======== SUPPLIED PASSAGE ========

On a slightly different point can someone tell me if there is any chance of winter sun at Bonterra Park. The last time I was there most of the pitches were under trees and those that were'nt were fully occupied. Someone told me that they thought the trees had been cut but could not be completely sure.

Any recent visitors there?


----------



## Tmax (Aug 5, 2006)

Hi, I think you have to decide what your priorities are. If you are considering doing the trip in one hit from Calais, it is IMHO quite risky. Any trip through the Pyrenees in winter usually involves snow. Although the motorways are kept clear it doesn't follow that the national roads are. Having travelled back and forward to the UK many times, In winter I use the A20 route via, Orleans, Limoges, Cahors, Toulouse and Perpignan as it is easier driving and less risk of snow. Once in Spain it is possible to drive all the way to Benicassim on national roads but so do most of the truck drivers which can be a pain if you are short of time. I have been to Benicassim Bonterra Park several times over Christmas and it is a nice site with excellent facilities, The town is nice with a beautiful promenade and a range of restaurants although everything is shut on Christmas Day. We are off to La Manga from the 23rd Dec. until 8th Jan. and hope to overnight at Bonterra Park on the way down. One last word, Steer clear of Andorra, Difficult to get to, scruffy tourist trap and really not worth the effort. Hope you have aq great time !

======== EXERCISE INPUT ========

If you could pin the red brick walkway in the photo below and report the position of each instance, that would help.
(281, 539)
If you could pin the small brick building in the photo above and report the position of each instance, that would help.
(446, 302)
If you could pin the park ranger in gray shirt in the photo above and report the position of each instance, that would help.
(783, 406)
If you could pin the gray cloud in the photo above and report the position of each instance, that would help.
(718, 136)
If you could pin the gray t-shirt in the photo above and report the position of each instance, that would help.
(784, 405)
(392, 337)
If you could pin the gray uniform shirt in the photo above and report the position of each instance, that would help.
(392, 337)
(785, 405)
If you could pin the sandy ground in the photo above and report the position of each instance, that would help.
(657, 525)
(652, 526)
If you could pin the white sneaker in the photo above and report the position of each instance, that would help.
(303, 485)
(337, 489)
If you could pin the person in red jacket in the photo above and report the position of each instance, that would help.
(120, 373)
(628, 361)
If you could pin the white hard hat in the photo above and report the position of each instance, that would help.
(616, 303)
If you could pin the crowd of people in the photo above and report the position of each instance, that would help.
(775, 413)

========

PROBLEMS:
a – Please scale the rows from the one containing "If you could pin the crowd" through the end of the rows, giving those lines again with their requests. Multiply each point coordinate in the answers by 1.35 and round to whole numbers, with halves rounded up.
b – Write what comes next in the forum thread about winter trips to Bonterra Park, starting from where it stops.
The forum thread and the rows are unrelated material.

ANSWERS PER TASK:
a –
If you could pin the crowd of people in the photo above and report the position of each instance, that would help.
(1046, 558)

b –
Tom

Toujours a Vacances !


----------



## zulurita (May 9, 2005)

Dollar Yens route through Spain is a good one. We did it on our return to France in 2005. 

We did go to Spain Via Carcassone region and the infamous autoroute along the coast through Spain, wouldn't go that way again as it is notorious for thieves.

Gelathae: Bonterra park did extend their park or did some clearing of trees when we visited in 2005 where the MCC group had a rally and so they had the winter sun. as you say the rest of the site had trees.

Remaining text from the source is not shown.